_Do this_: How many lines in the records below contain the word "glass"? Reply with the number alone.
· · ·
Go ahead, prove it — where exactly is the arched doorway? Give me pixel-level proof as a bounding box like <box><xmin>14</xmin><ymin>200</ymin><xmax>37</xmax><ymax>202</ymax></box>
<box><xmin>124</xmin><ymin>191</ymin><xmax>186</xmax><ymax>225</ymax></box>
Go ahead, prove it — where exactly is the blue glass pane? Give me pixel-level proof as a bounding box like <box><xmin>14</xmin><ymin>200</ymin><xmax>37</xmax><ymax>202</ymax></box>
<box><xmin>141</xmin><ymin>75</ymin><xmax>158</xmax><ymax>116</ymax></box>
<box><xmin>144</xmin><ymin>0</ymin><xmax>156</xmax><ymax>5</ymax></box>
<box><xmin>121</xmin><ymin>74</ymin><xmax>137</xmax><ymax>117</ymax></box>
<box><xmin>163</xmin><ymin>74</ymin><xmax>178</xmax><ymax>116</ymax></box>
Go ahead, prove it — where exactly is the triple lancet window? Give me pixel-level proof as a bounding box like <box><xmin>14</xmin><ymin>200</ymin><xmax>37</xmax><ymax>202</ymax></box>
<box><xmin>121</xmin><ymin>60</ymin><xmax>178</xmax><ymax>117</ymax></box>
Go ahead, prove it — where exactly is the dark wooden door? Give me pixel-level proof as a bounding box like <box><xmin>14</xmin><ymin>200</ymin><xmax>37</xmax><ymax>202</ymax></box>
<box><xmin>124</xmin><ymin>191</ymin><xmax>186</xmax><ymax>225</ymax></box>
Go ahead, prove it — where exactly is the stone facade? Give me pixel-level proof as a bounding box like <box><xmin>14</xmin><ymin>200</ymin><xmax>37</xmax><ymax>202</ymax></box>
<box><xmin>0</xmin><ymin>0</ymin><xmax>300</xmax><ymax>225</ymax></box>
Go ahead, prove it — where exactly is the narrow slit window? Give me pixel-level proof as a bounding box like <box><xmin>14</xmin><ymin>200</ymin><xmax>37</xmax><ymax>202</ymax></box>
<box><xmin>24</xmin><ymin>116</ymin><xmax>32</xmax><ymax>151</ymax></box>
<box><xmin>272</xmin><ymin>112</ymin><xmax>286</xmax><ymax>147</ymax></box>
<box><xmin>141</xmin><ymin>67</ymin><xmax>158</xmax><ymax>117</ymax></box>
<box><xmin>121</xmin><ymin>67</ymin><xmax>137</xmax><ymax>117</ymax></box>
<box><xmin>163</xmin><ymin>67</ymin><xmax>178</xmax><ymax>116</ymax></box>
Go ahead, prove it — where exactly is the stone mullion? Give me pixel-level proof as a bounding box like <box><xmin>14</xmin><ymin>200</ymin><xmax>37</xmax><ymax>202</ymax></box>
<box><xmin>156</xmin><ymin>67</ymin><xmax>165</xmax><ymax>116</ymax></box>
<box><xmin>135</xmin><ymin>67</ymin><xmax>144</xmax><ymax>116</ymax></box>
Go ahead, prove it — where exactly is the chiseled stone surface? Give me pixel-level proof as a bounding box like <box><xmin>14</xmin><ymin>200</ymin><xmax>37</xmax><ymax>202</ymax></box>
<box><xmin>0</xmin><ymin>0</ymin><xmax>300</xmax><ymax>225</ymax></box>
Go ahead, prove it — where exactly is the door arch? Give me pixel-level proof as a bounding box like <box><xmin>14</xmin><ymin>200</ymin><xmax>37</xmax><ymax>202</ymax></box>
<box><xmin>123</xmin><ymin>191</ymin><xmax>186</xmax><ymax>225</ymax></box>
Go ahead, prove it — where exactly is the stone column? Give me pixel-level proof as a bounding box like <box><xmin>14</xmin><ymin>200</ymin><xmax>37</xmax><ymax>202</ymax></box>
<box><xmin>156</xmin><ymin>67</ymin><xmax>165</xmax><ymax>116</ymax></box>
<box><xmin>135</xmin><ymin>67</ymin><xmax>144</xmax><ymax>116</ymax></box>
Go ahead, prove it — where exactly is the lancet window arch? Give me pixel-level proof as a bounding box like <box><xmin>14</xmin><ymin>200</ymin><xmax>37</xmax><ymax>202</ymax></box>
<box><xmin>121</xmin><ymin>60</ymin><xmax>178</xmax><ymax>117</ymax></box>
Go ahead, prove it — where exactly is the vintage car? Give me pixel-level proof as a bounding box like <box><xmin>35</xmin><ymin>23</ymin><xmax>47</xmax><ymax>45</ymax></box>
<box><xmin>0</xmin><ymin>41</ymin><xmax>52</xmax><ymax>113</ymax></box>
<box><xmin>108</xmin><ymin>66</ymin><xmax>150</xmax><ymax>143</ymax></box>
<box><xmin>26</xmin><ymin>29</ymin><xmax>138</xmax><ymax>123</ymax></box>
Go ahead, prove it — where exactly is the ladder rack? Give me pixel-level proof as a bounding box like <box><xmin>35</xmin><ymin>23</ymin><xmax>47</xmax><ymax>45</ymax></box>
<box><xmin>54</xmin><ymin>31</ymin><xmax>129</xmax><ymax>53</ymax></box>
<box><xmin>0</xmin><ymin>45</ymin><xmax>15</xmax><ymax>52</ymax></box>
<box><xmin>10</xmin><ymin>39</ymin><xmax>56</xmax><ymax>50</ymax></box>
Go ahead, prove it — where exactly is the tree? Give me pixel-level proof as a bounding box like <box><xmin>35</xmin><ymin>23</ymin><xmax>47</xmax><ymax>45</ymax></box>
· · ·
_Reply_: 1